Region labeling records
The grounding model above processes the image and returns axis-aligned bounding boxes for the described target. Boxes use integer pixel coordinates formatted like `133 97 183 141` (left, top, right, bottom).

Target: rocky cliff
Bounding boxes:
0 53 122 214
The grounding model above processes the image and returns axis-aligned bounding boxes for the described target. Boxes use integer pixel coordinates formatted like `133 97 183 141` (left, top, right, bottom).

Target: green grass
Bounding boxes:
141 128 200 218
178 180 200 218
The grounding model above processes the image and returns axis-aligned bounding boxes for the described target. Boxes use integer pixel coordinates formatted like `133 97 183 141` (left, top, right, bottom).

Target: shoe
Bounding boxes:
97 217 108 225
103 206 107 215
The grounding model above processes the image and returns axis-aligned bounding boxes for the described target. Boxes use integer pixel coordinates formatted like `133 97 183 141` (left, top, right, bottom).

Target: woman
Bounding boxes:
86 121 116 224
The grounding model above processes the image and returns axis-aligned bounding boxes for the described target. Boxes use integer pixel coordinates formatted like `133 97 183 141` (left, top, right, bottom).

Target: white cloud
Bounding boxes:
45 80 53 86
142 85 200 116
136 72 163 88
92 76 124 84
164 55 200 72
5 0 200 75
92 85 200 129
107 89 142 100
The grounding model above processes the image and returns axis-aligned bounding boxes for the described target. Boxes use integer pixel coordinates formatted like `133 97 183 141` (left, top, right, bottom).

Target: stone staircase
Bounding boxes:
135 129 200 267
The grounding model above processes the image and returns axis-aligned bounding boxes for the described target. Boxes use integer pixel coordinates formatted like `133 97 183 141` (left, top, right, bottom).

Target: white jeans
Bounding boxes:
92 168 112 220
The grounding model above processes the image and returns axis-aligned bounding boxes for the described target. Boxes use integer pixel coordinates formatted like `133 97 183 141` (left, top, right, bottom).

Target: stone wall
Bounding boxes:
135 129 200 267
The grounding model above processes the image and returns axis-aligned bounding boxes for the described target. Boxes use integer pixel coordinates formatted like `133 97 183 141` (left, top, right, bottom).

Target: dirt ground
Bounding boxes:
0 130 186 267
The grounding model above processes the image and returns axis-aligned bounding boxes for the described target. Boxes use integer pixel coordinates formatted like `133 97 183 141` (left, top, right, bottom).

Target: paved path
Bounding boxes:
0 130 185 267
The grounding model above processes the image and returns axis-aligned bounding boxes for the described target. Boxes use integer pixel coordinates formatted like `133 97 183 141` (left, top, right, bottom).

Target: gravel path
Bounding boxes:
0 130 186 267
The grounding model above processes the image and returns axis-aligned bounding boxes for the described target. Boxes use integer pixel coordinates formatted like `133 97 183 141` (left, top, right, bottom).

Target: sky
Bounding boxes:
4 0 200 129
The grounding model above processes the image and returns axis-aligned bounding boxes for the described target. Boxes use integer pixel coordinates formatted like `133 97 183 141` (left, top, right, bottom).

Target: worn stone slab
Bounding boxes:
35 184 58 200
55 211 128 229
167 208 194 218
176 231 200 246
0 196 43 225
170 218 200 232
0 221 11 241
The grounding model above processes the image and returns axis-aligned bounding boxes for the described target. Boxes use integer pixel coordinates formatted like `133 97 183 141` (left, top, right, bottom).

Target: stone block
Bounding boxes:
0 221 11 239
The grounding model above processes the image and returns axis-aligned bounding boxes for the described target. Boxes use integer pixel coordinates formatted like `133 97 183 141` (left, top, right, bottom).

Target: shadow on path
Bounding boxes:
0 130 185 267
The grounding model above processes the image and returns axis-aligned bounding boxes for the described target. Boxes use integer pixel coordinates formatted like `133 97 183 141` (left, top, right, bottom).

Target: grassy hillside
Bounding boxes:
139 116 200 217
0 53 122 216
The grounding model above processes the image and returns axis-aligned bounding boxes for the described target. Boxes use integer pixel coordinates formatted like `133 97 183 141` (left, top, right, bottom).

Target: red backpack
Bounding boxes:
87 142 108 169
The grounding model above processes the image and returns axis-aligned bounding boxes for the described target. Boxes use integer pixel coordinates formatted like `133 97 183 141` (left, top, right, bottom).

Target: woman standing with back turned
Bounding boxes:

**Task requirements**
Format the lines of all the rows above as a JSON list of strings, with one string per line and blank lines omitted.

**Answer**
[
  "The grounding model above processes the image and returns axis-aligned bounding boxes for the described target. Boxes use integer pixel coordinates formatted like `133 97 183 141` (left, top, right, bottom).",
  "Target: rocky cliff",
  "Bounding boxes:",
  "0 53 122 214",
  "The grounding model above processes the image and returns axis-aligned bounding boxes for the described target. Boxes use integer pixel coordinates formatted like `133 97 183 141` (left, top, right, bottom).",
  "Target: green grass",
  "Bounding boxes:",
  "141 128 200 218",
  "178 180 200 218",
  "The grounding model above processes the image and returns axis-aligned bounding boxes for the described target. Boxes use integer pixel coordinates formatted like `133 97 183 141` (left, top, right, bottom).",
  "Target: shoe",
  "Bounding boxes:",
  "97 217 108 225",
  "103 206 107 215",
  "The grounding model above processes the image and returns axis-aligned bounding boxes for the described target. Boxes use integer pixel coordinates formatted like `133 97 183 141` (left, top, right, bottom).",
  "Target: woman",
  "Bounding boxes:",
  "86 121 116 224",
  "The grounding model above processes the image and returns axis-aligned bounding boxes for the described target. Boxes use integer pixel coordinates formatted like `133 97 183 141` (left, top, right, bottom).",
  "Target: white cloud",
  "Bounding boxes:",
  "45 80 53 86",
  "142 85 200 116",
  "136 72 163 88",
  "92 76 124 84",
  "164 55 200 72",
  "5 0 200 75",
  "92 85 200 129",
  "107 89 142 100",
  "The grounding model above processes the image and returns axis-aligned bounding boxes for the described target. Boxes use integer pixel coordinates formatted like `133 97 183 141` (left, top, right, bottom).",
  "Target: stone staircase",
  "Bounding boxes:",
  "135 129 200 267",
  "The grounding model above processes the image and returns axis-aligned bounding boxes for the described target. Boxes use integer pixel coordinates formatted like `133 97 183 141` (left, top, right, bottom).",
  "Target: white jeans",
  "Bounding boxes:",
  "92 168 112 220",
  "The grounding model above processes the image and returns axis-aligned bounding boxes for the described target. Boxes use integer pixel coordinates formatted like `133 97 183 141` (left, top, right, bottom).",
  "Target: stone wall",
  "Bounding boxes:",
  "135 129 200 267",
  "The grounding model above processes the image and returns axis-aligned bounding boxes for the described target. Boxes use integer pixel coordinates formatted like `133 97 183 141` (left, top, right, bottom).",
  "Target: dirt ground",
  "Bounding boxes:",
  "0 130 186 267",
  "The grounding model above processes the image and returns axis-aligned bounding boxes for the described target. Boxes use integer pixel coordinates formatted like `133 97 183 141` (left, top, right, bottom).",
  "Target: paved path",
  "Bounding boxes:",
  "0 130 185 267",
  "The grounding model above processes the image and returns axis-aligned bounding boxes for the described target. Boxes use integer pixel coordinates formatted like `133 97 183 141` (left, top, right, bottom).",
  "Target: gravel path",
  "Bounding boxes:",
  "0 130 186 267",
  "The grounding model above processes the image and returns axis-aligned bounding boxes for the described target. Boxes use integer pixel coordinates formatted like `133 97 183 141` (left, top, right, bottom).",
  "Target: sky",
  "Bounding boxes:",
  "4 0 200 129",
  "The grounding model above processes the image and returns axis-aligned bounding boxes for the described target. Boxes use integer pixel coordinates formatted like `133 97 183 141` (left, top, right, bottom).",
  "Target: worn stone slab",
  "Bounding boxes:",
  "35 184 58 200",
  "55 211 128 229",
  "167 208 194 218",
  "176 231 200 246",
  "0 196 43 225",
  "170 218 200 232",
  "0 221 11 241",
  "The grounding model above processes the image and returns axis-aligned bounding boxes for the described target. Boxes use integer pixel coordinates formatted like `133 97 183 141` (left, top, right, bottom).",
  "Target: stone block",
  "Bounding boxes:",
  "0 221 11 239",
  "The grounding model above processes the image and returns axis-aligned bounding boxes for the described target. Boxes use integer pixel coordinates formatted like `133 97 183 141` (left, top, right, bottom).",
  "Target: shadow on path",
  "Bounding boxes:",
  "0 130 185 267",
  "The grounding model above processes the image and returns axis-aligned bounding boxes for the described target. Boxes use integer pixel coordinates formatted like `133 97 183 141` (left, top, right, bottom).",
  "Target: grassy hillside",
  "Bounding boxes:",
  "139 116 200 217",
  "0 53 122 216",
  "The grounding model above processes the image and returns axis-aligned bounding boxes for the described target. Boxes use integer pixel coordinates formatted like `133 97 183 141` (left, top, right, bottom).",
  "Target: red backpack",
  "Bounding boxes:",
  "87 142 108 169",
  "The grounding model above processes the image and returns axis-aligned bounding boxes for the described target. Boxes use integer pixel coordinates formatted like `133 97 183 141` (left, top, right, bottom).",
  "Target: woman standing with back turned",
  "Bounding boxes:"
]